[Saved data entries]
────────────────────

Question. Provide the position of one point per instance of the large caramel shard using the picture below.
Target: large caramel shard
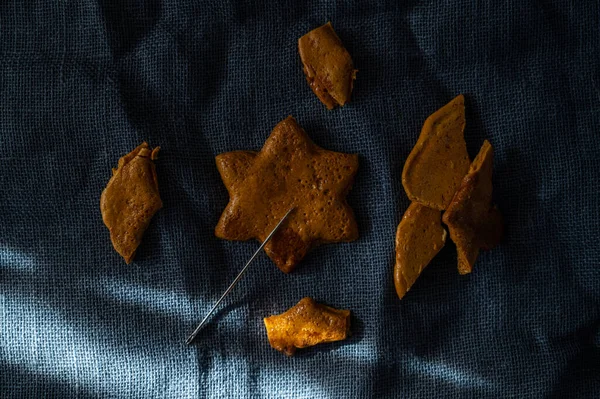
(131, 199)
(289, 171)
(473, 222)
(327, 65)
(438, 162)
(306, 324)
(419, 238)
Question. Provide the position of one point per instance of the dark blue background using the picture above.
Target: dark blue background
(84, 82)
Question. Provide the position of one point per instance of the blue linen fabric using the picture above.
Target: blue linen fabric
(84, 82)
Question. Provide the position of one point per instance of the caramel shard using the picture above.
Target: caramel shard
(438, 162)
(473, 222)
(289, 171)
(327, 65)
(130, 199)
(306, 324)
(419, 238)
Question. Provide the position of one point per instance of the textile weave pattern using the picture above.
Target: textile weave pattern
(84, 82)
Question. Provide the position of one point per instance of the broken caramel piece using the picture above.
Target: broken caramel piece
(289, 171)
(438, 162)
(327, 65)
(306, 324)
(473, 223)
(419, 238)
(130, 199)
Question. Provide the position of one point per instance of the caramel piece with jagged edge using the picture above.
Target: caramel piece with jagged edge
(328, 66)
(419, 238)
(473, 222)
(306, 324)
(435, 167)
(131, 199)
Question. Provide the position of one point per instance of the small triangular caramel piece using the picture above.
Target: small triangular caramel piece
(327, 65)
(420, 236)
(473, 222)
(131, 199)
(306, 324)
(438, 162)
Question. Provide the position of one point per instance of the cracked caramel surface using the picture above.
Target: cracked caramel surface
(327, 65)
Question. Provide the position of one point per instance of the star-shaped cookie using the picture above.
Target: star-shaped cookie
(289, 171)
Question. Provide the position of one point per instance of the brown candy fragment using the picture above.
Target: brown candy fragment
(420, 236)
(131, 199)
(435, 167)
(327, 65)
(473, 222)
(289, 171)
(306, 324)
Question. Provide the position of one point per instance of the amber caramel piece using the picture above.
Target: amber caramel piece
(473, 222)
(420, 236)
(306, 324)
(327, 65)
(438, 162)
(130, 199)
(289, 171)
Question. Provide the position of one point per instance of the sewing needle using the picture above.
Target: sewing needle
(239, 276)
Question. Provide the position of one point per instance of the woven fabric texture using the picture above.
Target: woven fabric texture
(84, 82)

────────────────────

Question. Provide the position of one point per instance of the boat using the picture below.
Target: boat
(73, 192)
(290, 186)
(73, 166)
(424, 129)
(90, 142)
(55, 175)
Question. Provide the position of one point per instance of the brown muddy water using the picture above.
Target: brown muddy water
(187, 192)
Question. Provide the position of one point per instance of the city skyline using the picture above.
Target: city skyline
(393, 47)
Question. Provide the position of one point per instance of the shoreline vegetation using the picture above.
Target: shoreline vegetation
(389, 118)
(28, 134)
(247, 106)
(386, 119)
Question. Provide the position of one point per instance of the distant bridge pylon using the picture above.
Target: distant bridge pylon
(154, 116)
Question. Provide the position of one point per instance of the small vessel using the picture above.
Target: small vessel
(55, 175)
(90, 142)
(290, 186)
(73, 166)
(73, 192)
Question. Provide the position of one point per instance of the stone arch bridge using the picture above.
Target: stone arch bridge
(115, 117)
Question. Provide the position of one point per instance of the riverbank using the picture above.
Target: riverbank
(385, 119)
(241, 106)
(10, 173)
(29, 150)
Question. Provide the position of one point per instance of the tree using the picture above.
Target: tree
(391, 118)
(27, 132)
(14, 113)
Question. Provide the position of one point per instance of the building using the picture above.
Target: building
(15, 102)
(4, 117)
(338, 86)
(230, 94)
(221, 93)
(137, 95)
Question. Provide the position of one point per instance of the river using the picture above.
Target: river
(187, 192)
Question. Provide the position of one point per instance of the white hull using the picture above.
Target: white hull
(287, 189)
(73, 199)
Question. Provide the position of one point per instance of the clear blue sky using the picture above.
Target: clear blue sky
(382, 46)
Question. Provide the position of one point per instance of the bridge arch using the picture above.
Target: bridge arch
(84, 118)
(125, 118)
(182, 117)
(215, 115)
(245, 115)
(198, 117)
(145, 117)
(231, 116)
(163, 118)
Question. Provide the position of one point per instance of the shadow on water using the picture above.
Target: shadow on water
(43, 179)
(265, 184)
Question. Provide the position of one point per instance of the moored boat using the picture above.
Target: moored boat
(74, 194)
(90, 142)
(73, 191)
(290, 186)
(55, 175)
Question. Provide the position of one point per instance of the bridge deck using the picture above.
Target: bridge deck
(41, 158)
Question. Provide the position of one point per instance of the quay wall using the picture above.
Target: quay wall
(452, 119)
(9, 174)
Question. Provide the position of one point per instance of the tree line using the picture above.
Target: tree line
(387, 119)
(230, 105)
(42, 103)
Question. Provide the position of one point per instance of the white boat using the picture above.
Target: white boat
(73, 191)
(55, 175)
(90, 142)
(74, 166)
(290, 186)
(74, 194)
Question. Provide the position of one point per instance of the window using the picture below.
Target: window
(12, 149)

────────────────────

Task goal:
Identify each line in the saved data entries above that contains the word "wall", and copy all of those lines.

Solution to this problem:
Question. Provide the position of one point per instance of the quay wall using the picture above.
Target: quay wall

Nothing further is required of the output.